I tend to think the study of history is approached from both subjective (internalized) and objective (externalized) manner. I think we all know that to look at something objectively or the scientific approach is to find the variable and formulate laws based upon concrete evidence after observation or careful research. Objective knowledge tend to view the object studied from the outside or externally and the researcher discovers this and puts it into meaning but it lacks the metaphysical, spiritual and emotional understanding that is unique to human nature. We all know concrete facts about history such as the Pearl Harbor was bombed or Constantinople was conquered in 1453 but the human aspects is looked at subjectively or the humanistic manner because knowledge is constructed by people in a variety of environments of interaction so the cultural meaning is internal to the individual. (why was Pearl Harbor attacked-subjective) People interact with each other so knowledge whether it is scientific or historical can never be complete in intercultural communications and this can lead to misunderstanding or a different interpretation of the facts, I see it all the time on forums. There are the objective historical facts but many of us are from different cultures, speak different languages and have different metaphysical beliefs or none at all. Because of bias, upbringing philosophical views or politics we see history subjectively or from our perspective and this can cloud the objectivity of our research. We may observe objectively in our research but in reality we do not because we, as humans, are part of the objective world and we tend to interrelate with what we are studying, adding our own subjective bias or viewpoints. It is important to look at all the variables both the inward subjectivity, based upon feeling, and what we know as concrete or objective and I think we do this on the most part here but this sort of popped in my head and it will take more research which I do not have time for but your thoughts. I was hoping this would not be a hot topic but fun.

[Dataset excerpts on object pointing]
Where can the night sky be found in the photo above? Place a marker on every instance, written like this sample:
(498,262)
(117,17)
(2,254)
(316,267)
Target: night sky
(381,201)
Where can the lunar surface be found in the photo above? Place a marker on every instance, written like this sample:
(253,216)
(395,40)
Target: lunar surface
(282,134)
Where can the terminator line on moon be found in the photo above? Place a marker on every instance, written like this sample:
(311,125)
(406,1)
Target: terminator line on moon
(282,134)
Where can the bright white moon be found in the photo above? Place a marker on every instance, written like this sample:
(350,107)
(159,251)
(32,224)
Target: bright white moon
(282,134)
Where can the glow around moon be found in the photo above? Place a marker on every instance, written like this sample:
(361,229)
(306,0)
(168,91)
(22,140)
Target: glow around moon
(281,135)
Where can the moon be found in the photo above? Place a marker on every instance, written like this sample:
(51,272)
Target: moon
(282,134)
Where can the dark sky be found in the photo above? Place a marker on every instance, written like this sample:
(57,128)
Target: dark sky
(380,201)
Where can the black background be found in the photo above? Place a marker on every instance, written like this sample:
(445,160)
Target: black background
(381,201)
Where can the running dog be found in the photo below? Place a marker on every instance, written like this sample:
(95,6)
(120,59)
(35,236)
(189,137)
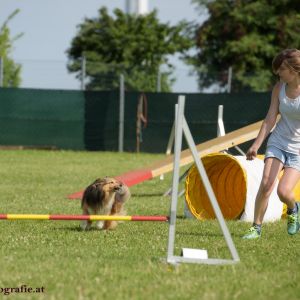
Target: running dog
(105,196)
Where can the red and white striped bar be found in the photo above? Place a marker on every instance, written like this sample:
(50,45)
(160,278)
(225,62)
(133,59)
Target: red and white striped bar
(82,217)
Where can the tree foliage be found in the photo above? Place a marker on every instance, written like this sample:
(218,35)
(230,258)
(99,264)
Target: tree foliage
(11,70)
(244,35)
(135,46)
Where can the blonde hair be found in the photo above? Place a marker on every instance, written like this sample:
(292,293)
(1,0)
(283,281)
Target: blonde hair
(291,59)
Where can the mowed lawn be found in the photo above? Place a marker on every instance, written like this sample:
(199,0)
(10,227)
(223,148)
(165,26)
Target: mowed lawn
(59,261)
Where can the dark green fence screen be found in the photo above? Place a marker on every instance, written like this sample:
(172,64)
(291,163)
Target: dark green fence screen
(90,120)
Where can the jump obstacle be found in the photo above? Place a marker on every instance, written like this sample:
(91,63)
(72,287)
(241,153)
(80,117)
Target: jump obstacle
(181,128)
(82,217)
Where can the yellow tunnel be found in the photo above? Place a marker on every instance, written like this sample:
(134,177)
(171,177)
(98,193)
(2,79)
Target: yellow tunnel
(235,182)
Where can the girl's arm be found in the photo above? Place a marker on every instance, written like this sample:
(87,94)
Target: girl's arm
(267,124)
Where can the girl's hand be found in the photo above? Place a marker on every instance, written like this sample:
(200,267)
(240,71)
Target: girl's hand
(251,153)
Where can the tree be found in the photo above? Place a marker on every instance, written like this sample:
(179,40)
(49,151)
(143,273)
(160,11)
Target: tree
(132,45)
(11,70)
(244,35)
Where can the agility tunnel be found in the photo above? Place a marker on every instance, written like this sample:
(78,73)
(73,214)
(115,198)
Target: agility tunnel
(82,217)
(235,182)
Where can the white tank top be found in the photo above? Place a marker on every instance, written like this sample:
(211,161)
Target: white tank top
(286,135)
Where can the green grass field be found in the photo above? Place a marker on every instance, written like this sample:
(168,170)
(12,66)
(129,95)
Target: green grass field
(127,263)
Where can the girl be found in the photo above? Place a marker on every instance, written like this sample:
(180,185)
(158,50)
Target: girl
(283,147)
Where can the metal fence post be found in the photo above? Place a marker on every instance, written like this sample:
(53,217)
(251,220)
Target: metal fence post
(83,71)
(1,72)
(229,80)
(158,84)
(121,114)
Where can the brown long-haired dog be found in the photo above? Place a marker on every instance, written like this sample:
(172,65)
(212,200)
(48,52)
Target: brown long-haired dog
(105,196)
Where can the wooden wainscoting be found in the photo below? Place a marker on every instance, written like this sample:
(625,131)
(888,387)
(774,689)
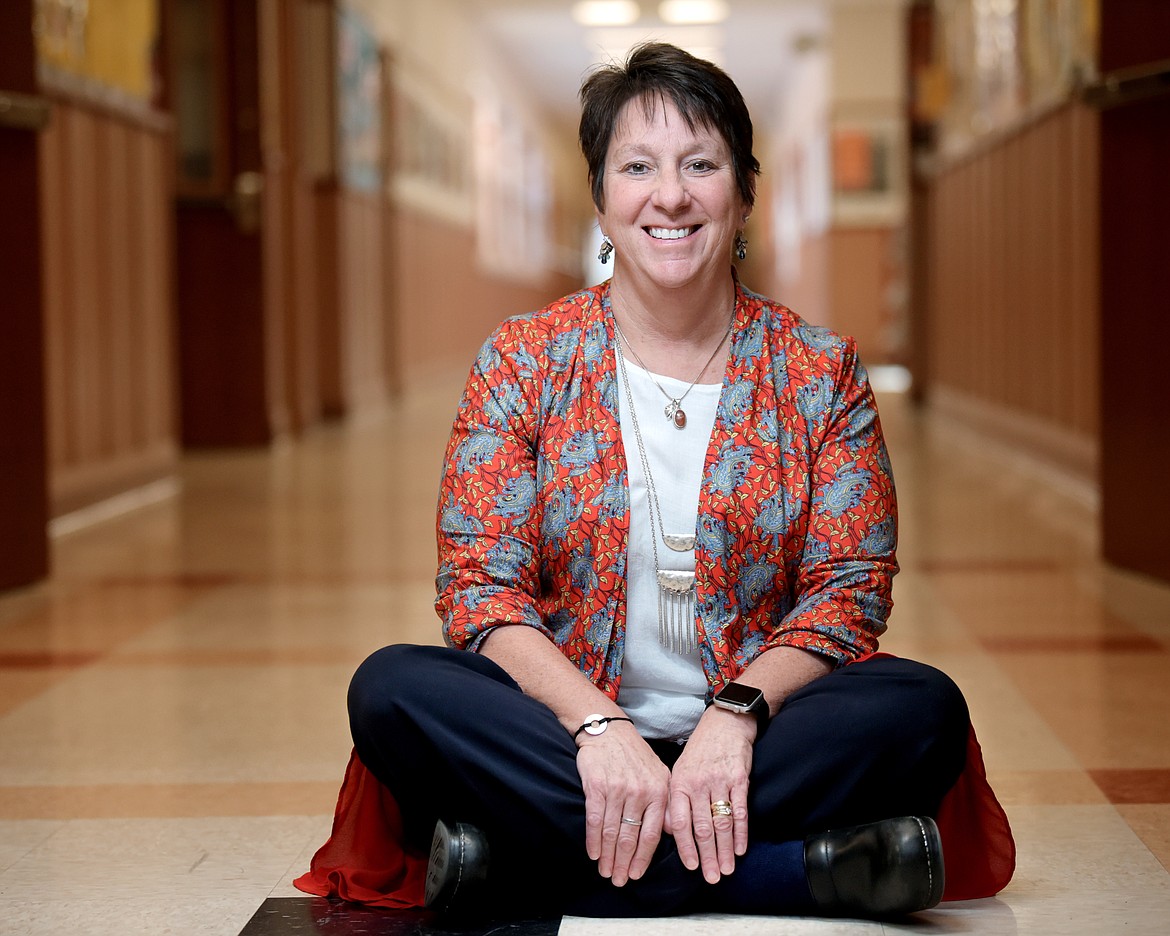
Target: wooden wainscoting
(1010,257)
(107,240)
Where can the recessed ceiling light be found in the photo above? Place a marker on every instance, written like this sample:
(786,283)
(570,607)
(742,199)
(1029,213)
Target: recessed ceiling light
(606,12)
(693,12)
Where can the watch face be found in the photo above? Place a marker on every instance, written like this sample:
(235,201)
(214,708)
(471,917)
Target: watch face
(738,695)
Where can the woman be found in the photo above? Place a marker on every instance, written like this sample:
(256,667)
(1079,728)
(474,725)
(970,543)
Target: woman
(666,538)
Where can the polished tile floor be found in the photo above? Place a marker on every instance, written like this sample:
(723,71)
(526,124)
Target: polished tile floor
(172,725)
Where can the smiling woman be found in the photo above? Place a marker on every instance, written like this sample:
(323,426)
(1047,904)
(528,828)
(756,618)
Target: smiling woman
(669,638)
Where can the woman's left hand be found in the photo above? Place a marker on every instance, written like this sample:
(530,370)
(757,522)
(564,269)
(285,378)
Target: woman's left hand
(714,768)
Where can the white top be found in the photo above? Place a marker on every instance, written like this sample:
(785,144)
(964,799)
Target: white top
(661,690)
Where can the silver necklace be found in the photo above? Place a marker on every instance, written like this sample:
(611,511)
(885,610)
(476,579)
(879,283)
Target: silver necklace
(676,590)
(674,411)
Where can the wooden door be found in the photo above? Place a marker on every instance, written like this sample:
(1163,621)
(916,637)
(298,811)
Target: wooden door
(231,369)
(23,482)
(1135,255)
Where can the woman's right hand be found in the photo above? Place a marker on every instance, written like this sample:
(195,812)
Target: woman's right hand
(623,778)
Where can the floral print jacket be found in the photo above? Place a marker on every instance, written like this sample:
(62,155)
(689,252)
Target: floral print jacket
(797,521)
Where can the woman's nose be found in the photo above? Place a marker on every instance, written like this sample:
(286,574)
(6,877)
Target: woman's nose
(670,194)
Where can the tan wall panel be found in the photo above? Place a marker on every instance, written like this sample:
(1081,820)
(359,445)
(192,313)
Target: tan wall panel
(862,274)
(1012,267)
(107,235)
(445,304)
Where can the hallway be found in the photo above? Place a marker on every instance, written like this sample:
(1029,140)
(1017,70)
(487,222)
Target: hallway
(172,700)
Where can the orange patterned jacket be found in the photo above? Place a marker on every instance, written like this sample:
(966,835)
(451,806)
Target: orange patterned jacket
(796,543)
(797,520)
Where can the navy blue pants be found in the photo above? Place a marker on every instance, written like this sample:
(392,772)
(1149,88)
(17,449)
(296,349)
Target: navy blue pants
(451,734)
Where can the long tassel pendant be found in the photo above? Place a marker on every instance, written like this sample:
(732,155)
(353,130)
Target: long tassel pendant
(676,611)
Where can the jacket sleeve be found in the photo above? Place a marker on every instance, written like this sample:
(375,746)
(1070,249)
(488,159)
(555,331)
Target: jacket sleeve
(846,559)
(489,517)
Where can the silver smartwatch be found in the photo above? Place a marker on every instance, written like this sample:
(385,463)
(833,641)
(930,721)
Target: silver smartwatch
(743,700)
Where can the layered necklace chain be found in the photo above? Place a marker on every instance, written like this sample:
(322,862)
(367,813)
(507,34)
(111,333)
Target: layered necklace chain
(675,589)
(674,411)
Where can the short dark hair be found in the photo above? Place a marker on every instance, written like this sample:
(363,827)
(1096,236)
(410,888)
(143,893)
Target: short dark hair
(703,94)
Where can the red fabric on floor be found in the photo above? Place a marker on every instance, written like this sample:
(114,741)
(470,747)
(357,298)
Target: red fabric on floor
(364,860)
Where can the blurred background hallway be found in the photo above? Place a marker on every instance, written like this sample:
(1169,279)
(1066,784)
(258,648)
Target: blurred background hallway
(249,249)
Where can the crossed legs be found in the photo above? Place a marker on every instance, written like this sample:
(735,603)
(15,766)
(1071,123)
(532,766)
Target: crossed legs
(452,736)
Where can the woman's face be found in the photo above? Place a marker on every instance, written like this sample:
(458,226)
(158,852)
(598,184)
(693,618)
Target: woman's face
(672,204)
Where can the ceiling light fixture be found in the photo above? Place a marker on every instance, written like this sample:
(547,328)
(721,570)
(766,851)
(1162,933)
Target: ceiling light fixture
(693,12)
(606,12)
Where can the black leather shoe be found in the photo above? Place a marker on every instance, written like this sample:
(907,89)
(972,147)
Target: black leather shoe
(456,868)
(886,868)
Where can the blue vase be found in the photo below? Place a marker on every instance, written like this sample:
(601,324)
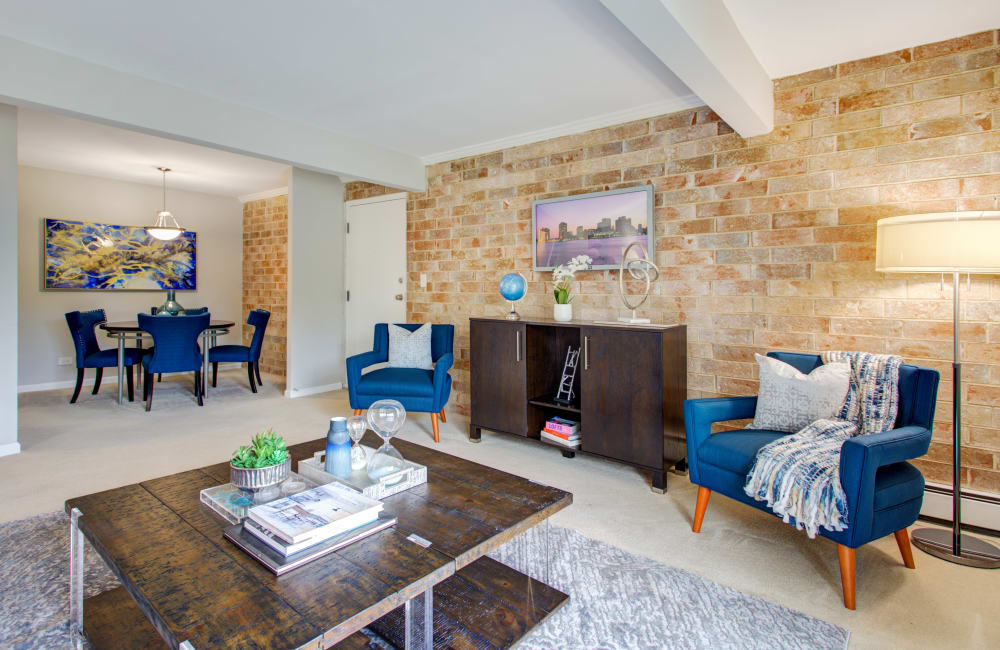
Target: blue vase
(338,449)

Stated problem -> In the text on studying history, what question is given as an example of looking at history subjectively? You can leave the material aside.

Completed exercise -> Why Pearl Harbor was attacked.